● Saved data entries
§ §

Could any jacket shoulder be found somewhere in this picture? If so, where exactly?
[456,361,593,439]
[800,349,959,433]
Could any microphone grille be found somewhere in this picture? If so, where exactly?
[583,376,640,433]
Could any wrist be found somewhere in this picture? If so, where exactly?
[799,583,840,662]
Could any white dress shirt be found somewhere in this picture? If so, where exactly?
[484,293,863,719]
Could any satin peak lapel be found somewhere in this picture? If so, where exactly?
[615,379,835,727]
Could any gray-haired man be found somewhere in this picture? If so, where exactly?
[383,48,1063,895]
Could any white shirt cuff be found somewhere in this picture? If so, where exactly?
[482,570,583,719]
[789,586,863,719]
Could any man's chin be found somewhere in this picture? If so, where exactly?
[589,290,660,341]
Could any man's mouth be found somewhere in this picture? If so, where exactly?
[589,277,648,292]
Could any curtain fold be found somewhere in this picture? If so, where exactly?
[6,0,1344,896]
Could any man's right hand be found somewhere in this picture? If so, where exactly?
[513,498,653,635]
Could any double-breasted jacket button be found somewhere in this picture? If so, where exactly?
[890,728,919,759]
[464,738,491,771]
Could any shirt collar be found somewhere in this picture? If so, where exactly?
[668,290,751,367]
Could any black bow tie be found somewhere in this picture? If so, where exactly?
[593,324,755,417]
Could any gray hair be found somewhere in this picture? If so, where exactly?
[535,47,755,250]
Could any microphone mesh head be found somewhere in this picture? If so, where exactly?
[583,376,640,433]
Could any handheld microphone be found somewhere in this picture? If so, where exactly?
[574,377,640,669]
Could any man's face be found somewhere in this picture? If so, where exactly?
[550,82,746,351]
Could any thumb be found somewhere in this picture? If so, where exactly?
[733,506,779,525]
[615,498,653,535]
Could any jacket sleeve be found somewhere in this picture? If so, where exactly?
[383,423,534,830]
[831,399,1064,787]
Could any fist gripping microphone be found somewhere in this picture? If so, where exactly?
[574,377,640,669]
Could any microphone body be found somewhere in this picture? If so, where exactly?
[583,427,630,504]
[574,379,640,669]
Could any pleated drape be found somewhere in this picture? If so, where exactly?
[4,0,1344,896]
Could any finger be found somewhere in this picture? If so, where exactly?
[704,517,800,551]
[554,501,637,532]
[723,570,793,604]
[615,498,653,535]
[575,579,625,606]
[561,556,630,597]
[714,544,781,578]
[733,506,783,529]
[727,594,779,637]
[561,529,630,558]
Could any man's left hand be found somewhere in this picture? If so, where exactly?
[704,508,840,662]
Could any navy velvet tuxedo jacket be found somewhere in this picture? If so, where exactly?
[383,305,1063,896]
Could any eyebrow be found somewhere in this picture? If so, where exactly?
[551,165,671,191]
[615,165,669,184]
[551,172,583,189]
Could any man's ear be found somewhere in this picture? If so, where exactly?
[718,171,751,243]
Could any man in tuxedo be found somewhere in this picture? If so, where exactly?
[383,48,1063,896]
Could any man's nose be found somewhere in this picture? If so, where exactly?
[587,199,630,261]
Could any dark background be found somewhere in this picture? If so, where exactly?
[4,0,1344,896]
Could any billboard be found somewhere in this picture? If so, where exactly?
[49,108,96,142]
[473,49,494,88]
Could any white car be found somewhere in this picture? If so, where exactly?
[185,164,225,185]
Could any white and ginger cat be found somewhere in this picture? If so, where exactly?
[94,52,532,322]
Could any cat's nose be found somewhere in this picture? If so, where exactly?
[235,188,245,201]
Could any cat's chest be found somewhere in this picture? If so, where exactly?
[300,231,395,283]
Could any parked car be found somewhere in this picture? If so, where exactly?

§ §

● Instruction
Turn all of the data above into a numbered list, one line per item, and leave out any blank lines.

● Complete response
1. Could any jacket shoulder be found somewhere in this picture? If so, where exactly?
2. [456,361,593,439]
3. [800,349,959,433]
4. Could any microphone grille be found somewhere in this picture? If so, where exactly?
5. [583,376,640,433]
6. Could any wrist be found somewhere in this picture? If so, where exactly?
7. [799,583,840,662]
8. Could any white dress shirt be found somewhere in this picture? If so, where exactly?
9. [484,293,863,719]
10. Could any satin peak lapel be found somewhere in this picture? If so, where exactly?
11. [615,379,835,727]
12. Could any gray-haired man be found somewhere in this picture? If so, where exactly?
13. [383,48,1063,895]
14. Could any white shirt cuff be found somewhere in this picture? If so, where exactly?
15. [482,570,583,719]
16. [789,586,863,719]
17. Could any man's chin be found somewhere in this picture? If so, where exactly?
18. [589,290,660,341]
19. Could any man's mouth be found somewhere in this picture? If so, where exactly?
20. [589,277,648,292]
21. Could any curtain fold be found somewhere in this picture? If so, where exactly?
22. [6,0,1344,896]
23. Could any man's right hand be found somewhere in this picture? If so, where exactly?
24. [513,498,653,635]
25. Could any double-breasted jacket button be found somewhere in this picture? If so, where exactly?
26. [890,728,919,759]
27. [464,738,491,771]
28. Could any shirt collar be found somewhere in this picture? If so, where exactly?
29. [668,290,751,367]
30. Could any black bow tie be found somewhere in this picture? If so, where exactly?
31. [593,324,755,417]
32. Could any gray hair be found somewhere in this picture? If so, where exactly?
33. [535,47,755,250]
34. Could any microphone mesh head be found somewhere in this picture? If so, where exactly?
35. [583,376,640,433]
36. Could any handheld microphone be found somewhere in this picture? If so, where exactly?
37. [574,377,640,669]
38. Could any man's face be found somewhere in this picture? If so, where exactly?
39. [550,82,746,351]
40. Could any thumb be found somewhere in this picture? If so, where exactly?
41. [733,506,779,525]
42. [615,498,653,535]
43. Could any jacket sleeve be found somewhere in this picture? If so, where exactly?
44. [383,423,534,830]
45. [831,399,1064,787]
46. Could any fist gripping microphone be found somewhere in this picture? If so, where exactly?
47. [574,377,640,669]
48. Could any microphone body be found somewhere in this picture? If so, where exactly?
49. [583,427,630,504]
50. [574,379,640,669]
51. Could any pleated drape be found somewhere in this picture? If so, where exactly?
52. [4,0,1344,896]
53. Could any finger be found somewhere in this picture? If so, where exactly?
54. [704,517,800,551]
55. [554,501,637,532]
56. [723,570,793,604]
57. [615,498,653,535]
58. [575,579,625,606]
59. [561,556,630,597]
60. [714,544,781,578]
61. [733,506,783,529]
62. [727,594,779,637]
63. [561,529,630,558]
64. Could any man's left hand be found somewhere in this picture? If so, where exactly?
65. [704,508,840,662]
66. Could any navy velvet tuxedo jacket be found somewhere in this picture? If so, where exactly?
67. [383,305,1063,896]
68. Could any eyebrow be found somewhere in this picture? If so, where exactly?
69. [551,165,671,191]
70. [615,165,669,184]
71. [551,172,583,189]
72. Could any man's ear be found somewhere in this picture? If so, where exactly?
73. [718,171,751,243]
74. Could any man in tuxedo be found somewhere in this picture? If so, where exactly?
75. [383,48,1063,896]
76. Could any man's nose be found somewhere in this picture? If so, where exactly?
77. [587,199,630,261]
78. Could any dark background be found somewhere in this picture? If so, where exactly?
79. [4,0,1344,896]
80. Could any billboard be found somewhere in this picture? If so, where exactly?
81. [49,108,96,142]
82. [473,49,494,88]
83. Could any white car be found somewhere in this picture? If so, where exactly?
84. [185,164,225,185]
85. Could any white and ginger cat be found somewhere in this picture? If so, where exactly?
86. [94,52,532,322]
87. Could any cat's nose be found somewhere in this picture? If so, where exactly?
88. [235,188,245,201]
89. Could any cat's chest be found somewhere in this picture? If so, where exactly?
90. [300,231,395,283]
91. Could any parked car be found somewhere in this picture? If so, where exactly?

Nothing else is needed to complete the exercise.